*Problem description*: Edit the records below so that "benchmark" becomes "evaluation" wherever it occurs, and keep everything else as it is.

[Coordinate labeling data]

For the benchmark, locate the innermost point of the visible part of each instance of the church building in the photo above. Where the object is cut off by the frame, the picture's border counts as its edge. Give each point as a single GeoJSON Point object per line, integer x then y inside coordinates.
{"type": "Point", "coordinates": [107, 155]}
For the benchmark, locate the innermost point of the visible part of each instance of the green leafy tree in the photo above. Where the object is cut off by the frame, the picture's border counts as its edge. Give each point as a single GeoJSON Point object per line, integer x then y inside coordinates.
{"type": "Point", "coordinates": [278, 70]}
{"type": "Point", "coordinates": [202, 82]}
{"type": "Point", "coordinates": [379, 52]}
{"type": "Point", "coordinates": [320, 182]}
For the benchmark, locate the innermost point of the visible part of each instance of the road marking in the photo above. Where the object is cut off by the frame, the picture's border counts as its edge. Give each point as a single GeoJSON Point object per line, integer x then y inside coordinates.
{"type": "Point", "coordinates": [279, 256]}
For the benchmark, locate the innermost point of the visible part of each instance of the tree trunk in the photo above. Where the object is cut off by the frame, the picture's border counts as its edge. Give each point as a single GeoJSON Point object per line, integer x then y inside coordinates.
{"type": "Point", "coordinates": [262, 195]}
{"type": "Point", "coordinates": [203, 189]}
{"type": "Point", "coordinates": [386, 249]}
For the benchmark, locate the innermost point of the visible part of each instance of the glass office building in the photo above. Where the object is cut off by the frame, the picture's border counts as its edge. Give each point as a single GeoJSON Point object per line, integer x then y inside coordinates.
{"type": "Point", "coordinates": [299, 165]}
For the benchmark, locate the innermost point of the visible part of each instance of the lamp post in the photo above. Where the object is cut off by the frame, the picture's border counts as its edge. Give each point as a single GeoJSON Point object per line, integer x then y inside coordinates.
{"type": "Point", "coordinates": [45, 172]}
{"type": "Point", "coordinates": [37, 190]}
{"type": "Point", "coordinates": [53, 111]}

*Answer to the problem*:
For the evaluation, locate the innermost point of the visible part of each instance of the church building in the photo above. Where the object is cut off by the frame, the picture's border counts as its edge. Give each point as a single GeoJSON Point object per line, integer x then y inside coordinates.
{"type": "Point", "coordinates": [107, 155]}
For the evaluation, locate the innermost point of the visible part of each instance of the green leafy tree in the photo above. Where the object is cut off by the frame, the picture's border counts as its edge. Give each point as a single GeoJSON Point object per line, integer x then y inside coordinates.
{"type": "Point", "coordinates": [278, 70]}
{"type": "Point", "coordinates": [202, 82]}
{"type": "Point", "coordinates": [379, 52]}
{"type": "Point", "coordinates": [320, 182]}
For the evaluation, locate the innermost point of the visible part of each instance of the road marking in the photo above. Where the object is cut off by the frame, the picture's border counts as its edge. Give each point as a single GeoJSON Point object per line, integer x then y inside coordinates.
{"type": "Point", "coordinates": [279, 256]}
For the evaluation, locate the innermost point of the visible part of each instance of the tree trunk in the photo above. Where the object is cut off by the frame, the picture's border counts as its edge. Give each point as a single GeoJSON Point object per line, integer x then y inside coordinates.
{"type": "Point", "coordinates": [262, 195]}
{"type": "Point", "coordinates": [203, 189]}
{"type": "Point", "coordinates": [386, 249]}
For the evaluation, locate the innermost point of the visible part of each instance of the glass office building in the photo above. Where the object is cut off by the frame, the picture's border counts as its edge. Give each point as a single GeoJSON Point object per line, integer x then y inside coordinates.
{"type": "Point", "coordinates": [299, 165]}
For the evaluation, locate the innermost point of the visible part of each instance of the lamp post in the photo above. Where the object is cut off by the frame, the picture's border counts as its edge. Give each point as a single GeoJSON Point object per line, integer x then y inside coordinates.
{"type": "Point", "coordinates": [45, 172]}
{"type": "Point", "coordinates": [37, 190]}
{"type": "Point", "coordinates": [53, 111]}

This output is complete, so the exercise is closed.